→ **Problem description**:
Report how many lines in the data include the string "like", and add nothing else.

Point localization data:
____
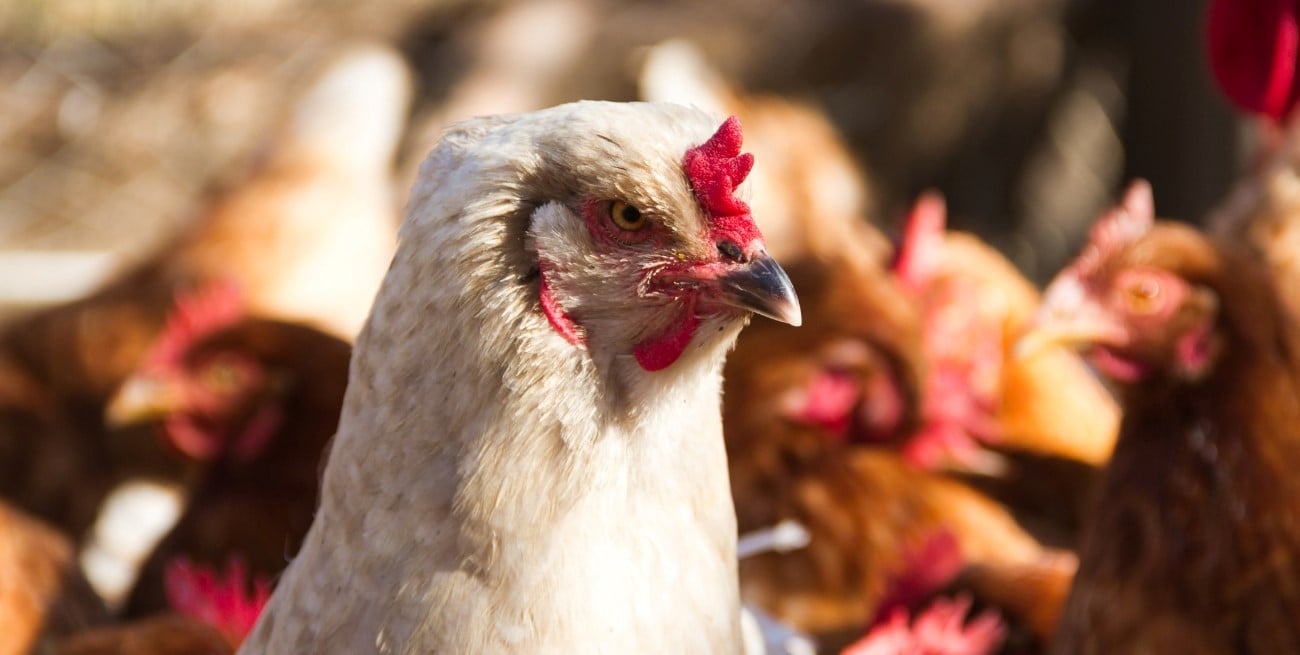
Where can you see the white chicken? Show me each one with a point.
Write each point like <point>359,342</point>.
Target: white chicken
<point>531,456</point>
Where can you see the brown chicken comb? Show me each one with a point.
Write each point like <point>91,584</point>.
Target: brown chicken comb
<point>1252,47</point>
<point>196,313</point>
<point>715,168</point>
<point>1117,228</point>
<point>921,247</point>
<point>225,602</point>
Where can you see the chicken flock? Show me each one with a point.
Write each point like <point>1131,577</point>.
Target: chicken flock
<point>537,416</point>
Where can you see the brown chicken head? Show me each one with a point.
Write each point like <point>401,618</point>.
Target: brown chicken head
<point>1142,311</point>
<point>209,398</point>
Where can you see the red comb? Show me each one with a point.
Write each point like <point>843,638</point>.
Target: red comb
<point>1252,47</point>
<point>225,603</point>
<point>926,569</point>
<point>921,250</point>
<point>196,315</point>
<point>715,168</point>
<point>941,629</point>
<point>1117,228</point>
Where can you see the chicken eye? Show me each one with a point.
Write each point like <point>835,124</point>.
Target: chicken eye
<point>222,376</point>
<point>625,216</point>
<point>1144,296</point>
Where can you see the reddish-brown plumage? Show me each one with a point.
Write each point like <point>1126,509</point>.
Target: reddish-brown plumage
<point>167,634</point>
<point>42,591</point>
<point>1196,529</point>
<point>259,508</point>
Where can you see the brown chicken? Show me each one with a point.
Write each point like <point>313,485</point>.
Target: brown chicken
<point>1255,66</point>
<point>208,612</point>
<point>975,304</point>
<point>308,234</point>
<point>256,403</point>
<point>1192,542</point>
<point>42,591</point>
<point>167,634</point>
<point>800,408</point>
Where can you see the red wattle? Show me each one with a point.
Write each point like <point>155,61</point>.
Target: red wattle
<point>1252,47</point>
<point>659,352</point>
<point>559,320</point>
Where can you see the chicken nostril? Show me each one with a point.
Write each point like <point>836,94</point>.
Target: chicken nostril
<point>731,251</point>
____
→ **Expected output**:
10